Pick out every line in the entries below that contains the word "mountain", and copy each of those lines.

Input material —

* Begin *

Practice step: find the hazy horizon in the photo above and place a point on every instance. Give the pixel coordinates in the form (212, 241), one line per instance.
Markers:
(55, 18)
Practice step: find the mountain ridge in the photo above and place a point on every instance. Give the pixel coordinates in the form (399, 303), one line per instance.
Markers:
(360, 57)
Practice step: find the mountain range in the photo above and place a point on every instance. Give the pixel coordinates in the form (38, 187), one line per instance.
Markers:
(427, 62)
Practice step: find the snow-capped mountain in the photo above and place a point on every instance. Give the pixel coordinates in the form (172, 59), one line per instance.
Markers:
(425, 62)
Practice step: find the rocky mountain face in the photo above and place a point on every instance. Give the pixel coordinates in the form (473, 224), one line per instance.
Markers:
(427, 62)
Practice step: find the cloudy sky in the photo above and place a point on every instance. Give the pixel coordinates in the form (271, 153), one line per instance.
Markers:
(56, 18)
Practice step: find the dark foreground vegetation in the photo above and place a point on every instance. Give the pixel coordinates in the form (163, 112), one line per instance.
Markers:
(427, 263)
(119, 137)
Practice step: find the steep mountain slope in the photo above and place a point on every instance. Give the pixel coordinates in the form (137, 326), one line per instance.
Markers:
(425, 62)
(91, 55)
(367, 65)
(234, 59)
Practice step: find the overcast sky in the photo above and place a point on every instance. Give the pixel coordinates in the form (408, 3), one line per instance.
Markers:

* End *
* Begin *

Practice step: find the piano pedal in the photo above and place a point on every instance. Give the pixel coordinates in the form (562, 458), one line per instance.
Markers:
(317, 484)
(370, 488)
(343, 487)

* End *
* Begin *

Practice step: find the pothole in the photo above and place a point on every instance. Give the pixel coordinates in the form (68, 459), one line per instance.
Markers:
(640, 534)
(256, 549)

* End *

Written answer —
Practice step: find the mountain ridge in the photo above and place a point on every instance. Give the pixel coordinates in the form (399, 303), one line per instance.
Practice step: find the mountain range in the photo above and place a point on every instance. Give the pixel coordinates in the form (38, 187), one line per instance.
Practice step: find the snow-capped mountain in the photo above and place a point on every instance. Give the pixel coordinates in the form (172, 59), one line per instance.
Practice step: find the rocky mountain face in the photo above and place a point on every instance. Give the pixel coordinates in the form (473, 224), one line per instance.
Practice step: find the steep mountain slope in the photo above and place a point on every instance. Give the pixel coordinates in the form (137, 326), one line per instance.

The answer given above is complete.